Extracted text>
========================================

Noah Elias is an American artist, known simply as Noah, working within the fine art market and custom art scene. He is best known for painting the Suki art car in 2 Fast 2 Furious, but is also a widely collected painter of Disney Fine Art.

Due to his success as an artist, he founded Noah University to teach other creatives and artists how to make a career from their work.

Biography 

Noah was born March 28, 1971 in Orange County, California, and found he had a gift early on: I started my company when I was still in high school.  I was doing lettering, signs and promotional banners for businesses and restaurants... My business card was even in the high school yearbook.

Noah soon took his art to the streets, painting portraits of celebrities on canvas for huge crowds outside neighborhood coffee shops.  His portraits soon attracted collectors like Nicole Kidman, Tom Cruise, Val Kilmer, Craig T. Nelson and The Black Crowes.  This celebrity exposure made Noah an overnight star within the art community.  Soon after, corporate clients like Lexus Motor Cars, Levi's Jeans and Toyota, were asking Noah to enhance their corporate collections and ad campaigns.

Noah had long since realized that "canvas was the ticket... It allowed [him] to spend a much time on a piece and generate income."  Before long, though, Noah began painting on different surfaces:  "I have come up with different avenues in my work, and I meet a lot of markets that way."
And in 2004 he garnered international fame for his paint job, or "rolling canvas," on the Suki car in Universal Pictures' hit movie, 2 Fast 2 Furious.  He has since won "Best Paint" at S.E.M.A. (Specialty Equipment Marketing Association) 4 years in a row for the "rolling canvases" he created on behalf of Alpine Electronics.  Noah is also known for the body art he has applied for many ad campaigns; most recently he did body art on the recording artist Pink, decorating her body with tattoos for a music video.

Noah now devotes a substantial amount of his time towards creating Disney Fine Art, a mixture of his unique style and those beloved Disney characters.  He feels very "blessed with the unique opportunity to create art that helps carry on the legacy and heritage of Walt Disney's dream."

========================================

Stored rows>
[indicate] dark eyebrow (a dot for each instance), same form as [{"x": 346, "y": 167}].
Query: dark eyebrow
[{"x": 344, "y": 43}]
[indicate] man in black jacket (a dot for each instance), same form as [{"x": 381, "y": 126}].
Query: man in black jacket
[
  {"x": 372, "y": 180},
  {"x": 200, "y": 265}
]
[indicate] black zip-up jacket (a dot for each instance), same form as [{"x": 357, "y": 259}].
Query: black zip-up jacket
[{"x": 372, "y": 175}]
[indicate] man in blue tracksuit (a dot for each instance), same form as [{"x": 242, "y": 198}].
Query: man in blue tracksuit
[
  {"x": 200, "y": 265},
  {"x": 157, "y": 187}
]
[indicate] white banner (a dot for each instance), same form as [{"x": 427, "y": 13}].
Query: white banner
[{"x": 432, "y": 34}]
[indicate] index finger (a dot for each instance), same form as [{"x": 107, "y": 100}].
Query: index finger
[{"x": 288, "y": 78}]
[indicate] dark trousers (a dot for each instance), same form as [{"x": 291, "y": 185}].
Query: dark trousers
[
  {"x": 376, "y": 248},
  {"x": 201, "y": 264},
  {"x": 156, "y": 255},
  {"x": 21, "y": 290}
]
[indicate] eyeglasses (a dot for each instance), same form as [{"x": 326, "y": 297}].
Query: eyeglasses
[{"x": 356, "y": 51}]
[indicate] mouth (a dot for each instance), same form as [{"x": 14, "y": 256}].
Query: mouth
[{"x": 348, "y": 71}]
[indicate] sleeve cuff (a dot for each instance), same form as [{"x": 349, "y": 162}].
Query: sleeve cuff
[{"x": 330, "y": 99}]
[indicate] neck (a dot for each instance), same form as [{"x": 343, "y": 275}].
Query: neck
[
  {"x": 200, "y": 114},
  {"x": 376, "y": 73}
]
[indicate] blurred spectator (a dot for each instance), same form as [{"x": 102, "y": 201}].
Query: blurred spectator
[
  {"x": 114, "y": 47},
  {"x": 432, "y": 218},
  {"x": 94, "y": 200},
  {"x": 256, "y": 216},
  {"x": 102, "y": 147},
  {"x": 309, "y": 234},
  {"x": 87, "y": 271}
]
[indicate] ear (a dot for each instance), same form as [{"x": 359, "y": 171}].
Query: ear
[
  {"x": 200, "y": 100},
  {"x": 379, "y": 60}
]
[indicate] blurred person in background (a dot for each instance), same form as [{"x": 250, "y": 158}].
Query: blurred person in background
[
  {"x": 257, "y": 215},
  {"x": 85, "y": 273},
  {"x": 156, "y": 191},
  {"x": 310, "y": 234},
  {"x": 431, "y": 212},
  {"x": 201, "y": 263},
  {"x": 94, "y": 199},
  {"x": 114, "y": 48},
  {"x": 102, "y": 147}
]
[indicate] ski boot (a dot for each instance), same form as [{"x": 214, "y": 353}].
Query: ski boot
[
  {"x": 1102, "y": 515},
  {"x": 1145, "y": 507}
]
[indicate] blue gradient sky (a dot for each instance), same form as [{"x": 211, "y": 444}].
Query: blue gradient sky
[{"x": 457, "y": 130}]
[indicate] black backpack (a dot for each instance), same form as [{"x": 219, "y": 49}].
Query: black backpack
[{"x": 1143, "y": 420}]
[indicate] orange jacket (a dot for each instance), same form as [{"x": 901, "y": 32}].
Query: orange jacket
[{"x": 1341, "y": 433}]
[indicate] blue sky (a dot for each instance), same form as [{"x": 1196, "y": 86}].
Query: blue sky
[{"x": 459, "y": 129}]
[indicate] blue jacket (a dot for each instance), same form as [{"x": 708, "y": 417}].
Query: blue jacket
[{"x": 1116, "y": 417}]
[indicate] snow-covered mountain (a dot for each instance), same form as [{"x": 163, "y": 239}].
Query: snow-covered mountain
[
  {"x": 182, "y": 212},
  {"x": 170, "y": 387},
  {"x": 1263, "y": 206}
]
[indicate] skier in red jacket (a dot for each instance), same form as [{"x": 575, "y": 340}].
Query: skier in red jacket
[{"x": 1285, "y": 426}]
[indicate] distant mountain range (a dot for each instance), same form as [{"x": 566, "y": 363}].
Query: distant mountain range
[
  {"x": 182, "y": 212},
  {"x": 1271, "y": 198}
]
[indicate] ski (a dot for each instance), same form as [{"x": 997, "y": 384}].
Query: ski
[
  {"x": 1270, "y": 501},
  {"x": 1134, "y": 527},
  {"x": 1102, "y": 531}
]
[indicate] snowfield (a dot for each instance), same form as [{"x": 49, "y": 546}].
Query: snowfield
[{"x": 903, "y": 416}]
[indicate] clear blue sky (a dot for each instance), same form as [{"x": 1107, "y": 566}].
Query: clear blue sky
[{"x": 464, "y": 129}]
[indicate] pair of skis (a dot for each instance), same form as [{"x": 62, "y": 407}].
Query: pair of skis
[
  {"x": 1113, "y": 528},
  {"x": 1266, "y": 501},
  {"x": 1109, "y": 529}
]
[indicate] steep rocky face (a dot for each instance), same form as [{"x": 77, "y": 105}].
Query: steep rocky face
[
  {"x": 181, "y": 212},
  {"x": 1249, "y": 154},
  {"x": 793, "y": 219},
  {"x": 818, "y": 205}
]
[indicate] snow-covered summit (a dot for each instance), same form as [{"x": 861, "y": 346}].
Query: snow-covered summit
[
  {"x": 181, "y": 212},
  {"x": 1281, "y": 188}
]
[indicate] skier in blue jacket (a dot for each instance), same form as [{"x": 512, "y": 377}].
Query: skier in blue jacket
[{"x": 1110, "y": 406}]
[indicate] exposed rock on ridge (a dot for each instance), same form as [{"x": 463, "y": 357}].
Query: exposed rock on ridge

========================================

Exercise requirements>
[a] In the text about the artist Noah Elias, what award did he win at S.E.M.A. four years in a row?
[b] Extend the text about the artist Noah Elias with the passage that would follow its last sentence.
The items have no connection to the text about the artist Noah Elias.

Answer list>
[a] "Best Paint"

[b]
Style 

Each canvas begins with a rough sketch.  Once a subject and composition are chosen, Noah uses models and also his own photographs as references.  Once he has sketched his composition onto canvas (or any of the many different types of surfaces he paints on), Noah proceeds to carefully airbrush the composition and over paints with many different effects from his vast arsenal of painting techniques.
I like to mix photorealism with drips and rags. It contradicts itself but it works at the very end – the organic and natural contrasts beautifully with the structure of the airbrush and photorealism. It’s a nice marriage of techniques that gives the work more depth. The effect is almost Trompe-l'œil; especially with the water drops on the flowers.

Quotes 
On painting Disney Fine Art:
Disney was and is still a blessing.  They allowed me to do my own style of art with their characters.  It's a blast. I enjoy continuing the magic of Walt's dream and being part of something so special.  It really brings me back to being a kid.  Great memories.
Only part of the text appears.